• **Page extract**:
((
The background: In 2020, the NAM supported—and the SEC finalized—a major rule to increase oversight and transparency with regard to proxy advisory firms. These unregulated and unaccountable entities influence publicly traded companies by recommending how institutional asset managers should vote in corporate proxy contests.

  • Since last January, the SEC’s new leadership has taken steps to undermine and reverse the 2020 rule. The NAM has filed suit against the SEC for refusing to enforce the 2020 rule, called on the agency to provide “reliable rules of the road” and opposed a proposed rule to reduce proxy firm oversight.

The new rule: Yesterday, the SEC released a final rule that rescinds many of the critical reforms the NAM secured in 2020. Specifically, the new rule removes requirements for proxy firms to engage with impacted companies and their shareholders, and it weakens the 2020 rule’s anti-fraud provisions.

Arbitrary and capricious: The SEC is making these substantial changes absent any new evidence—because the 2020 rule was never allowed to take effect. It has also failed to articulate a satisfactory policy justification. Federal agencies are prohibited from issuing regulations that are “arbitrary and capricious”—an easy descriptor for the SEC’s actions given the agency’s abrupt and unjustified about-face.
))
• **Problem set**:
A - According to the passage on the SEC proxy advisory rule, why does the SEC have no new evidence for its changes?
B - Pick up the passage on the SEC proxy advisory rule after its final sentence and keep writing it.

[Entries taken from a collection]
((
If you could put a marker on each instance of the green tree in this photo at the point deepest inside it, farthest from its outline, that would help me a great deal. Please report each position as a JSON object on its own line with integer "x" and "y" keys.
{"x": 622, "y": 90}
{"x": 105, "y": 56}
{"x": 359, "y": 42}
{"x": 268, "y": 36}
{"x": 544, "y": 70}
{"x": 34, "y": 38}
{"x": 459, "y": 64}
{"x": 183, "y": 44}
))
((
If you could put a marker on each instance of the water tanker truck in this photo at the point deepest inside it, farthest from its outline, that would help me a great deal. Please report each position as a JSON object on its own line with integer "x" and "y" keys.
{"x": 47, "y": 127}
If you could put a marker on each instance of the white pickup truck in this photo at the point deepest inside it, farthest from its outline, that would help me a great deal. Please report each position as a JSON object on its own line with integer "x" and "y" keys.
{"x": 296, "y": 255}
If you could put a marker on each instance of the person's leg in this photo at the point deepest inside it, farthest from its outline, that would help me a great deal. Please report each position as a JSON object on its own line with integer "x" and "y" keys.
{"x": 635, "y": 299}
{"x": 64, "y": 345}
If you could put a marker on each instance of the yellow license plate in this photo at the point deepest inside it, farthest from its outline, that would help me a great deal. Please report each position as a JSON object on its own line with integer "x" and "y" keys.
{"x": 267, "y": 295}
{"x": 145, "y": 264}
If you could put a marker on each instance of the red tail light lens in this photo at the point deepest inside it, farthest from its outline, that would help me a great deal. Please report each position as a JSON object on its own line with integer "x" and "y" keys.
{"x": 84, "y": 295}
))
((
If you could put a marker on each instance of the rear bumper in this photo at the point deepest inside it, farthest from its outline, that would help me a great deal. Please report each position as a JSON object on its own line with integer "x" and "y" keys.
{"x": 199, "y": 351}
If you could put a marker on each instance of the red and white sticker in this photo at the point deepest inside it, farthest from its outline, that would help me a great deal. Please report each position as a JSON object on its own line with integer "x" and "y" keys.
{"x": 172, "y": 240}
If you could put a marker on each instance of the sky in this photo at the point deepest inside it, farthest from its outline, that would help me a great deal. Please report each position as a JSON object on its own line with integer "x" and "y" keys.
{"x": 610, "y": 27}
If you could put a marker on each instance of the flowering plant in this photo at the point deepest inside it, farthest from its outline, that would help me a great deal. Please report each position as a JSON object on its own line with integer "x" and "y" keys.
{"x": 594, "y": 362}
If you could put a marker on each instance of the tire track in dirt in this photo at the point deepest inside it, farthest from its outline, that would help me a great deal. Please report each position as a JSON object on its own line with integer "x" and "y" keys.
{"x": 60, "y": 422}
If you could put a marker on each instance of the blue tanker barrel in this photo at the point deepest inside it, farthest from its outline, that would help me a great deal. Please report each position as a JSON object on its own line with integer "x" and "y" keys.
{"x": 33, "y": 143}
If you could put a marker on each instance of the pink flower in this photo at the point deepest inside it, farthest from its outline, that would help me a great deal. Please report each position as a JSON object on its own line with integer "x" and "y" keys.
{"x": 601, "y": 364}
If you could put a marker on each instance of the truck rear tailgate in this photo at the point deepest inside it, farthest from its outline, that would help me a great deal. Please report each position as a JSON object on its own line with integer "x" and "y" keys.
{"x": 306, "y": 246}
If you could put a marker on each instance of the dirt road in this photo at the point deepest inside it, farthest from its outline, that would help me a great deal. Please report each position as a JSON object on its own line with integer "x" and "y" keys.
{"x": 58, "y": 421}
))
• **The responses**:
A - Because the 2020 rule was never allowed to take effect.

B -
NAM in action: The NAM announced yesterday that it plans to file suit against the SEC to preserve the 2020 rule. It will argue that the SEC’s decision to change course without allowing the 2020 rule to take effect and be fairly evaluated epitomizes arbitrary and capricious rulemaking.

What we’re saying: “The SEC has offered no justification for abandoning a decade’s worth of bipartisan, consensus-driven policymaking,” said NAM President and CEO Jay Timmons. “This move will undoubtedly harm the competitiveness of publicly traded manufacturers, and it will hurt Main Street investors.”

Press Releases

Manufacturers to Sue SEC on Proxy Advisory Firm Rule

“The SEC has offered no justification for abandoning a decade’s worth of bipartisan, consensus-driven policymaking”

Washington, D.C. – Following the Securities and Exchange Commission’s announcement that it is rescinding critical reforms designed to protect publicly traded manufacturers and their investors from unregulated and unaccountable “proxy advisory firms,” National Association of Manufacturers President and CEO Jay Timmons released the following statement:

“The SEC has offered no justification for abandoning a decade’s worth of bipartisan, consensus-driven policymaking. This move will undoubtedly harm the competitiveness of publicly traded manufacturers, and it will hurt Main Street investors. The SEC’s decision to change course without allowing the 2020 rule to take effect and be fairly evaluated epitomizes ‘arbitrary and capricious’ rulemaking. The NAM will be filing suit in the coming weeks to preserve the 2020 rule’s commonsense reforms and protect manufacturers from proxy advisory firms’ outsized influence.”

Background:

The NAM has long called for increased oversight of proxy advisory firms. In July 2020, the SEC issued final regulations to enhance transparency and accountability for proxy firms, a move Timmons called a “long-sought, major win for the industry and millions of manufacturing workers.” In October 2020, the NAM filed a motion to intervene in ISS v. SEC (ISS’s attempt to overturn the rule) in support of these reforms.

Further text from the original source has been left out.